Document:
Les riches sont-ils cons ?
Il ne faut pas se précipiter pour répondre à cette question avec en tête des exemples par trop représentatifs, le problème est plus compliqué qu'il n'y paraît.
Les termes "riches" et "cons ne seront pas définis avec plus de précision que celui du sens commun, ce qui permettra d'englober une plus grande partie des personnes considérées. Les mots aisé, cossu, fortuné, nanti, privilégié, argenté, friqué, rupin voire dominant ou ceux-qui-font-faire-aux-autres pourraient être tout aussi bien employés.
Amasser une montagne d'argent permet, à titre individuel, d'offrir des possibilités qui seraient parfaitement inaccessibles sans elle : connaître les saveurs d'un caviar de haute lignée, avoir une intimité avec des demoiselles fort avenantes et même quelquefois talentueuses si ce n'est désintéressées, connaître de près l'impuissance des puissants... mais même les prodigues ne dépenseront qu'une toute petite fraction de leur pécule à cet usage, l'essentiel pour ceux qui ne sont pas déments ou incapables iront en placements ou investissements divers.

Données extraites:
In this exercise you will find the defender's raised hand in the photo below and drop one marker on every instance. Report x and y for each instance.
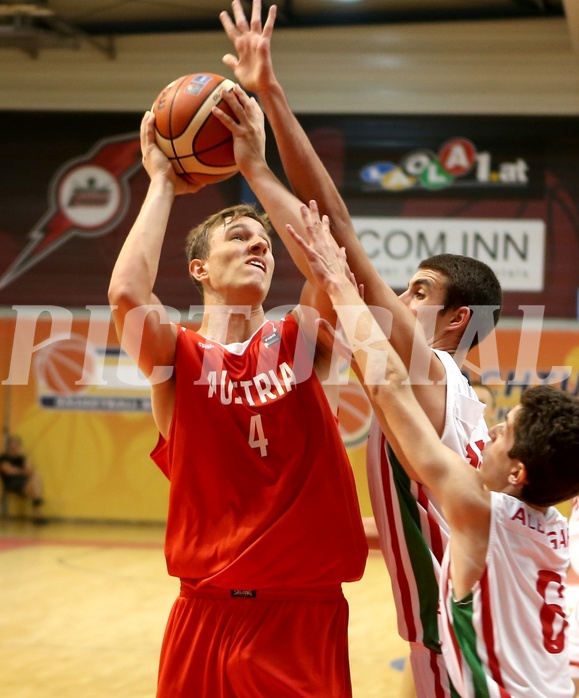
(252, 67)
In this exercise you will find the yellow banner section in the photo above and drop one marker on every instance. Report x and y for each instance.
(83, 410)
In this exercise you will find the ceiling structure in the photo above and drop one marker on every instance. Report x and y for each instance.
(36, 25)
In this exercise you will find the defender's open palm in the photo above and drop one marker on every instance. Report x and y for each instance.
(252, 67)
(326, 260)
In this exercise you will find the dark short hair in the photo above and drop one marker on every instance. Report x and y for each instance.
(198, 242)
(469, 282)
(546, 431)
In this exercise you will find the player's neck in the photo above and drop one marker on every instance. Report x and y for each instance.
(227, 324)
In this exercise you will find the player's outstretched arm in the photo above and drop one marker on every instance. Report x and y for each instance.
(280, 204)
(146, 334)
(385, 379)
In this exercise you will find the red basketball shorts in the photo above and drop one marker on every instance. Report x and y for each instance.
(263, 646)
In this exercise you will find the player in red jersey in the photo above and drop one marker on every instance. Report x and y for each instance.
(264, 523)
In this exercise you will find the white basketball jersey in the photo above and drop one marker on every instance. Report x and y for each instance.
(413, 533)
(507, 638)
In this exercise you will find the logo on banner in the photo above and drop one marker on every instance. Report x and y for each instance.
(88, 197)
(457, 163)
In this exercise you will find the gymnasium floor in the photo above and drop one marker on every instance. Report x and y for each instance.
(84, 608)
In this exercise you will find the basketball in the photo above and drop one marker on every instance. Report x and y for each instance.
(198, 145)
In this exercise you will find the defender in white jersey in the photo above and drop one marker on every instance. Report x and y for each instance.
(448, 285)
(503, 616)
(573, 596)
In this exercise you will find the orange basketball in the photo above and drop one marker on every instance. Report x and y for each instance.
(198, 145)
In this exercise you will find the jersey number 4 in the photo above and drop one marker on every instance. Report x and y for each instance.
(256, 435)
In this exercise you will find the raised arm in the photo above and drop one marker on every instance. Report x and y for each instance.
(465, 502)
(280, 204)
(142, 325)
(310, 179)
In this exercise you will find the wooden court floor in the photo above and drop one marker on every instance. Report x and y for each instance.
(83, 609)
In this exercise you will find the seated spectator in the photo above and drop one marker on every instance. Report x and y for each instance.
(21, 478)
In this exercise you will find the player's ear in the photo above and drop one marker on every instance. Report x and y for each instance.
(460, 318)
(197, 269)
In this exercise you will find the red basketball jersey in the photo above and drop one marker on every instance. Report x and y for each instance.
(262, 493)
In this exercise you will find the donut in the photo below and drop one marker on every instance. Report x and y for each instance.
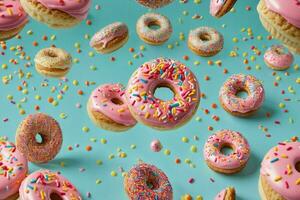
(145, 181)
(226, 194)
(151, 36)
(157, 113)
(13, 19)
(205, 41)
(278, 58)
(282, 19)
(280, 172)
(53, 62)
(241, 106)
(226, 164)
(154, 3)
(45, 184)
(108, 109)
(219, 8)
(110, 38)
(57, 14)
(51, 138)
(13, 169)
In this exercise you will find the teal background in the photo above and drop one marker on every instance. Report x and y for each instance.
(129, 11)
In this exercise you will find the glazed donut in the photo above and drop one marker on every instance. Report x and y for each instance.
(151, 36)
(45, 184)
(154, 112)
(154, 3)
(110, 38)
(107, 108)
(205, 41)
(13, 169)
(278, 58)
(238, 106)
(13, 19)
(220, 8)
(49, 131)
(53, 62)
(146, 181)
(226, 194)
(279, 172)
(227, 164)
(57, 14)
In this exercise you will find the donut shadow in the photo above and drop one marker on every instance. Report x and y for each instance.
(252, 166)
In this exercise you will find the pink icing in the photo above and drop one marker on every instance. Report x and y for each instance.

Tâche courte:
Renvoyez à l'identique le passage du document sur les riches compris entre « Il ne faut pas » et « qu'il n'y paraît. », ces deux extraits inclus. Les lignes proviennent d'une source distincte de celle du document.

Résultat de la tâche:
Il ne faut pas se précipiter pour répondre à cette question avec en tête des exemples par trop représentatifs, le problème est plus compliqué qu'il n'y paraît.